- [Exercise]:
Reproduce, in their original order, each line of the entries below in which the string "block" occurs.

Entries contained in a dataset:
------------------------------------------------

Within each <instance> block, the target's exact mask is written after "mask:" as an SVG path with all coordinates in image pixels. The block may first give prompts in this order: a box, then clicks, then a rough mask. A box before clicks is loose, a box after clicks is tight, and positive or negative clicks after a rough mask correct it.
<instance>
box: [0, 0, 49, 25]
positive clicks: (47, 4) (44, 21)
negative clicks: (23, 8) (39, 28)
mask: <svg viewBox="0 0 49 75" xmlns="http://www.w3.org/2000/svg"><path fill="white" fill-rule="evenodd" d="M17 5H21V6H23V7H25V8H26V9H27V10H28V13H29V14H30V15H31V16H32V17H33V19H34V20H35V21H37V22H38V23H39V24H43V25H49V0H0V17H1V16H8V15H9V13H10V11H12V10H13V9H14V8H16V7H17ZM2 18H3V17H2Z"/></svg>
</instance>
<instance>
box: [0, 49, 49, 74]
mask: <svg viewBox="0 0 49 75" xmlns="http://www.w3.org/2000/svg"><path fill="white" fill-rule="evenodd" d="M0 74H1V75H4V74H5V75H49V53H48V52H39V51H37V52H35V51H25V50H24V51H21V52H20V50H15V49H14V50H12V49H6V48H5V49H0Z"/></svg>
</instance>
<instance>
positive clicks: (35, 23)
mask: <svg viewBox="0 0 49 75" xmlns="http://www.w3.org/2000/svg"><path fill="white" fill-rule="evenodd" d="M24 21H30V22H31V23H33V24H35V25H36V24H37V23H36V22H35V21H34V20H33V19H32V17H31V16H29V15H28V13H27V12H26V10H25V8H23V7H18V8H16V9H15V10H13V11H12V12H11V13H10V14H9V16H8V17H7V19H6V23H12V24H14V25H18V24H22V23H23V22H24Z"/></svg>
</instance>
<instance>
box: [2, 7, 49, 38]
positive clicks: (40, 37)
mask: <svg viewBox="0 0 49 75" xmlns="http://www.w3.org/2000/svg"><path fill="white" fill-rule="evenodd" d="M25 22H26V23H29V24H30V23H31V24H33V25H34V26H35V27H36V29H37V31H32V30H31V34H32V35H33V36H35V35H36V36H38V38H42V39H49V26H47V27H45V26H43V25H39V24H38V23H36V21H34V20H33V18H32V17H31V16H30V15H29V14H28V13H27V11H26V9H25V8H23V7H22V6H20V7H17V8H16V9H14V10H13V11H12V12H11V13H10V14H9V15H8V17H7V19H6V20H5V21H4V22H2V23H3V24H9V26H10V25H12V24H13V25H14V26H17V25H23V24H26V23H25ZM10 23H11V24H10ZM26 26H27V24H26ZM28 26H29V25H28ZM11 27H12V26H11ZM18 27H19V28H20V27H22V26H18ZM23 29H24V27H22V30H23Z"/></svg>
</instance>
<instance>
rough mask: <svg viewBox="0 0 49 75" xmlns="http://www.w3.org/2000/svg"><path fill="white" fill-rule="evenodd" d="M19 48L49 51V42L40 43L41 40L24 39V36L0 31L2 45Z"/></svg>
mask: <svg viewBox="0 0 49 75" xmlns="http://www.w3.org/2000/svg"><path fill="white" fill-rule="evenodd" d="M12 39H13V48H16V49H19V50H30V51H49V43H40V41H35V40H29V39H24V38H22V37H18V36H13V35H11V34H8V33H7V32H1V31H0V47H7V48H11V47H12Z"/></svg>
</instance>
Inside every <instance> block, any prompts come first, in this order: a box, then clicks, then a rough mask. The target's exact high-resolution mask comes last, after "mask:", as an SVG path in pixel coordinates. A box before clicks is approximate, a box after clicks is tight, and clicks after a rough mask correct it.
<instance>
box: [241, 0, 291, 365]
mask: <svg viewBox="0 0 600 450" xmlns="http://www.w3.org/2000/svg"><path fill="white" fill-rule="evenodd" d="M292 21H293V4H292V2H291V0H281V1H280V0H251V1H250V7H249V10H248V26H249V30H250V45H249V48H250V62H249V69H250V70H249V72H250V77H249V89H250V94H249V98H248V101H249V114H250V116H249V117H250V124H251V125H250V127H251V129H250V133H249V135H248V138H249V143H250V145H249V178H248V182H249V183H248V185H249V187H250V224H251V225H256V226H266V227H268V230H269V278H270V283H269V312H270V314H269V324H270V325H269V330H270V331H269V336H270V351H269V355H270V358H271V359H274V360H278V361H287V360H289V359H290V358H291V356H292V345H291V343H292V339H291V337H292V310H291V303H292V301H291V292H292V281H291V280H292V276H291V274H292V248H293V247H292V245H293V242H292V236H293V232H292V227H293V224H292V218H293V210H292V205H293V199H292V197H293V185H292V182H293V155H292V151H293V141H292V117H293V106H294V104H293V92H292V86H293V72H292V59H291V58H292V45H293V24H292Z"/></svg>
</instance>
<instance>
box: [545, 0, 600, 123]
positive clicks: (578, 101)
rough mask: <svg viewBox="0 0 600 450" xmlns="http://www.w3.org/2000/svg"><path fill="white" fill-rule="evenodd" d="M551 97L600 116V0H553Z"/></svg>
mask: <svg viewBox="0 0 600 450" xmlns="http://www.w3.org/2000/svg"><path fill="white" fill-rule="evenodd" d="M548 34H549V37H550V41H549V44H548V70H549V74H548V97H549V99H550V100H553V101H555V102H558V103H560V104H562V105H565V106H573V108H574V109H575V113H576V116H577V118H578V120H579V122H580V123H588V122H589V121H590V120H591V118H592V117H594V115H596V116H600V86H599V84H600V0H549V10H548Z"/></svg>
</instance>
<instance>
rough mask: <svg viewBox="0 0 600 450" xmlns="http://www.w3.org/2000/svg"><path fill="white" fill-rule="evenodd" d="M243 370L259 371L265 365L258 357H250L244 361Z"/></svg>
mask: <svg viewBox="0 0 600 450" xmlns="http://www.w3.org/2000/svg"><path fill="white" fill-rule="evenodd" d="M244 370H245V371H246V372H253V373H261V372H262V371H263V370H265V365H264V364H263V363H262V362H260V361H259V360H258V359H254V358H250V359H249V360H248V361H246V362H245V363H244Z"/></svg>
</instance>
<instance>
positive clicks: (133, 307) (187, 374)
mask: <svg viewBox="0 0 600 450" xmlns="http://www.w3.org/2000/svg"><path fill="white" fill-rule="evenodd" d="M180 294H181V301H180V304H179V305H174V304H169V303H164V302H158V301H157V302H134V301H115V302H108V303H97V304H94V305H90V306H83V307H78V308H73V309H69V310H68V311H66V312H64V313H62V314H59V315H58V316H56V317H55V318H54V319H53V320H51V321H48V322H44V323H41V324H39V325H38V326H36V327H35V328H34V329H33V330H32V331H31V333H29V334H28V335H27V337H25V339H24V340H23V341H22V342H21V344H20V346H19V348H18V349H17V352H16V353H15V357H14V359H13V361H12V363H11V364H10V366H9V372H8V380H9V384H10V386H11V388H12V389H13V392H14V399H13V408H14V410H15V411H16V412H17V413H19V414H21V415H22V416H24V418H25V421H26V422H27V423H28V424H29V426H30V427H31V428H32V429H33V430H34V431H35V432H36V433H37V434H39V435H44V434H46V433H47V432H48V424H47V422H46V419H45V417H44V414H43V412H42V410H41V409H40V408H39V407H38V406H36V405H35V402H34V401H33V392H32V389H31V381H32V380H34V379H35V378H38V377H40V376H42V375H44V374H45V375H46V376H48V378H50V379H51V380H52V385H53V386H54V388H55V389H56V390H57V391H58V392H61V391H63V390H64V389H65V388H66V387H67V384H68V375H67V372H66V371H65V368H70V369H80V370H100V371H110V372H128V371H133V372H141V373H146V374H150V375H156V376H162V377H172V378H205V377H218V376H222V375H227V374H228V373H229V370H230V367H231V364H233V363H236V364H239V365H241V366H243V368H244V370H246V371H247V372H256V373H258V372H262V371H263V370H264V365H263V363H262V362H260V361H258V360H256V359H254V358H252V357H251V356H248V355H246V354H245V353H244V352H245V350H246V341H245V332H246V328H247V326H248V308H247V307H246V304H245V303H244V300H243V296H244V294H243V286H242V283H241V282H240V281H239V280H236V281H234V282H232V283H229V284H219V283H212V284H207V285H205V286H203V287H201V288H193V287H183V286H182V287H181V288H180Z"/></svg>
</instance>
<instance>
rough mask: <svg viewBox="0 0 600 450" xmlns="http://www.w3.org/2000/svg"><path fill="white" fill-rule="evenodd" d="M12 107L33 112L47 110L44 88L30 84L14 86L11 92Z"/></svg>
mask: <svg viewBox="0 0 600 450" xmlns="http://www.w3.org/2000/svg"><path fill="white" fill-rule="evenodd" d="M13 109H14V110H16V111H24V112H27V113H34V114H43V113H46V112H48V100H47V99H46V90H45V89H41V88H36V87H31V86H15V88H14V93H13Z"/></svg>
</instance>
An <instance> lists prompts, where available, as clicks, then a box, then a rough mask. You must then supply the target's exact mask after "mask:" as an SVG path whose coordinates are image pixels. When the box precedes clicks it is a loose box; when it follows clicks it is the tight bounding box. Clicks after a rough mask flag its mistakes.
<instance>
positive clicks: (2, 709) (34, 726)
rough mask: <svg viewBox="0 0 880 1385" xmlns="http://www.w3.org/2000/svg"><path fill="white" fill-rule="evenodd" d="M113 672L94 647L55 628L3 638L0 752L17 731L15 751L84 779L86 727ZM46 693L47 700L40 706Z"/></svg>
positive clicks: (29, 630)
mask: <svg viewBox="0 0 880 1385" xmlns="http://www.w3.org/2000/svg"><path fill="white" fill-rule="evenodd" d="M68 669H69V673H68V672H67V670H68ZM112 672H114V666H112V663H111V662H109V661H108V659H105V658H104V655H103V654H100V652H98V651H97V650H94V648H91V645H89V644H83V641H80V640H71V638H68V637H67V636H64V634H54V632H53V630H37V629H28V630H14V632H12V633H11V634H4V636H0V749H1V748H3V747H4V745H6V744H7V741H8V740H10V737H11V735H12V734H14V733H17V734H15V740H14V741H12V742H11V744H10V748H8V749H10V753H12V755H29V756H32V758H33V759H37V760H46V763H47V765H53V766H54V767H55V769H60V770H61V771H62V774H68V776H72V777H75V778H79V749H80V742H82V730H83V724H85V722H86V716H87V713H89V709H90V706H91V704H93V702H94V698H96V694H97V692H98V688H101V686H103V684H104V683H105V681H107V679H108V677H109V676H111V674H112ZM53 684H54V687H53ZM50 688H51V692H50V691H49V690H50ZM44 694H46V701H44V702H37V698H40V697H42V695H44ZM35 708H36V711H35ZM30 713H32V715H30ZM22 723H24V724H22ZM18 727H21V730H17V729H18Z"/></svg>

------------------------------------------------

- [Solution to this exercise]:
Within each <instance> block, the target's exact mask is written after "mask:" as an SVG path with all coordinates in image pixels. The block may first give prompts in this order: a box, then clicks, then a rough mask. A box before clicks is loose, a box after clicks is tight, and positive or negative clicks after a rough mask correct it.
Inside every <instance> block, any prompts come first, in this order: a box, then clicks, then a rough mask. The target's exact high-resolution mask comes last, after "mask:", as an SVG path in pixel coordinates. A box before clicks is approximate, a box after clicks is tight, and clicks after a rough mask correct it.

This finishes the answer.